| What you need to do |
Write out the lines from the very first one through the line containing "box: [1212, 504, 1378, 574]", inclusive, without changing a character.

| Dataset |
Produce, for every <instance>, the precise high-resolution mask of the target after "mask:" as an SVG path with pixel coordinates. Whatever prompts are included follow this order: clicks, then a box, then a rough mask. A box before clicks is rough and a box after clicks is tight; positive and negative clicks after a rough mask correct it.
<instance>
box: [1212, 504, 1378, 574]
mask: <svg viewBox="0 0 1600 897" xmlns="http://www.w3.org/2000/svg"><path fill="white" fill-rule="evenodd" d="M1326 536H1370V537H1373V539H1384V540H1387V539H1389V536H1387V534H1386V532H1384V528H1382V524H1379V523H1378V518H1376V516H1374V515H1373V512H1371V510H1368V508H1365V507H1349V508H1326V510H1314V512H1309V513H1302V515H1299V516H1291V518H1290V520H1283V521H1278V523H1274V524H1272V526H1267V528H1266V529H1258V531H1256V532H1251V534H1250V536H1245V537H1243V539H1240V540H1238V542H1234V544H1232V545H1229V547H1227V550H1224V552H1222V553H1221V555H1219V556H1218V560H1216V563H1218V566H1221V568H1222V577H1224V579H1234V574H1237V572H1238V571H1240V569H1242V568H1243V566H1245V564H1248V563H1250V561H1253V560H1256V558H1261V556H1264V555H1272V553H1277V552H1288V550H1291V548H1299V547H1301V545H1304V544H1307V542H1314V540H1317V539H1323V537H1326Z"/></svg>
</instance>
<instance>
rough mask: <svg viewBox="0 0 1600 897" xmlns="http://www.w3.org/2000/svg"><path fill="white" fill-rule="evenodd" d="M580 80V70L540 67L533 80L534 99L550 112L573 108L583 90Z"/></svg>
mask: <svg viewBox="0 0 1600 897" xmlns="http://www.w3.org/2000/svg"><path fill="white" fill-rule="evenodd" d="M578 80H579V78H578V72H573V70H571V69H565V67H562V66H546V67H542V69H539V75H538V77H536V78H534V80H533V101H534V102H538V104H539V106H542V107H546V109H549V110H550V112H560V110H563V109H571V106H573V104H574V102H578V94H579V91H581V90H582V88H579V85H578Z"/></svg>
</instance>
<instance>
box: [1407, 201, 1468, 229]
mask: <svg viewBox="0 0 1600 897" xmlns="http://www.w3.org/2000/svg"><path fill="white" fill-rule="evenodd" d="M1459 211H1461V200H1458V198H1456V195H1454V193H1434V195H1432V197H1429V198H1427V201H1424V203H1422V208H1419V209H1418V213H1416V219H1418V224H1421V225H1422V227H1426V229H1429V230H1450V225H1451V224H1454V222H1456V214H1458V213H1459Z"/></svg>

| Your response |
Produce, for every <instance>, the precise high-resolution mask of the target after "mask:" as an SVG path with pixel coordinates. Whatever prompts are included follow this order: clicks, then a box, then a rough mask. A box before clicks is rough and a box after clicks is tight; positive and negative clicks after a rough mask correct it.
<instance>
box: [1212, 504, 1378, 574]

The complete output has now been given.